Tasks:
a) In the passage on migraines and serotonin, where is ninety percent of the body's serotonin found?
b) From the passage on migraines and serotonin, reproduce the stretch from "Each person has" through "What is Serotonin?".

Excerpt provided:

━━━━━━

There are different types of headaches and one is the migraine. It is classified as a more severe headache because it is comes along with sensory issues like blind spots or flashes of light. Many suffer chronic migraines and experience light or sound sensitivity, arm and leg pain, nausea and vomiting.
Each person has a different experience with migraines and may have them for just a few hours while other migraines might last for days. Additionally, there are several causes for migraines which might include levels of hormones, triggers from the environment, level of stress, diet, or weight. One common cause is the effect serotonin levels has on chronic migraines.
What is Serotonin?
Serotonin is a naturally produced chemical in the body that serves as a neurotransmitter. It is also a hormone messenger and is often referred to as the ‘happy hormone.’ Levels of serotonin can influence a person’s mental and emotional balance. Not enough serotonin can result in depression and anxiety.
Since serotonin is a neurotransmitter, it can affect the whole body. Just a few things it can affect are appetite, libido, sexual functioning, memory, sleep, digestion, and mood and social behaviors. The highest levels of serotonin are found in three areas of the body. Ninety percent of the body’s serotonin is found in the intestinal walls. The other two hot spots for serotonin are in the blood platelets and the central nervous system.

━━━━━━

Extracted information:

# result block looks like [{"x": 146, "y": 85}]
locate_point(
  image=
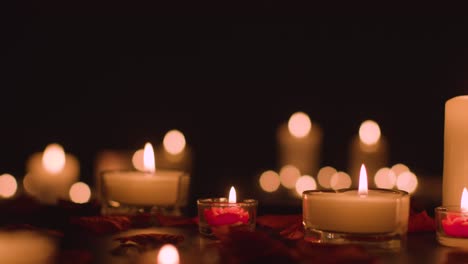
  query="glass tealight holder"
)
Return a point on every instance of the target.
[
  {"x": 451, "y": 226},
  {"x": 217, "y": 216},
  {"x": 127, "y": 192},
  {"x": 378, "y": 220}
]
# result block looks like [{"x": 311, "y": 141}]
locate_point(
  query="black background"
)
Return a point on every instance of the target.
[{"x": 93, "y": 76}]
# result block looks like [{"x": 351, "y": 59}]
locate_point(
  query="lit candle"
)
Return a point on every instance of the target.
[
  {"x": 368, "y": 147},
  {"x": 51, "y": 173},
  {"x": 143, "y": 188},
  {"x": 360, "y": 212},
  {"x": 455, "y": 150},
  {"x": 219, "y": 212},
  {"x": 299, "y": 143}
]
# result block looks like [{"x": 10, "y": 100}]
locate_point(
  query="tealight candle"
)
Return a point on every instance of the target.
[
  {"x": 376, "y": 217},
  {"x": 452, "y": 223},
  {"x": 50, "y": 174},
  {"x": 143, "y": 190},
  {"x": 216, "y": 213},
  {"x": 299, "y": 143},
  {"x": 368, "y": 147}
]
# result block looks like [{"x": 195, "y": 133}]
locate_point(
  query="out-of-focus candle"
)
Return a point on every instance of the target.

━━━━━━

Answer section:
a) In the intestinal walls.

b)
Each person has a different experience with migraines and may have them for just a few hours while other migraines might last for days. Additionally, there are several causes for migraines which might include levels of hormones, triggers from the environment, level of stress, diet, or weight. One common cause is the effect serotonin levels has on chronic migraines.
What is Serotonin?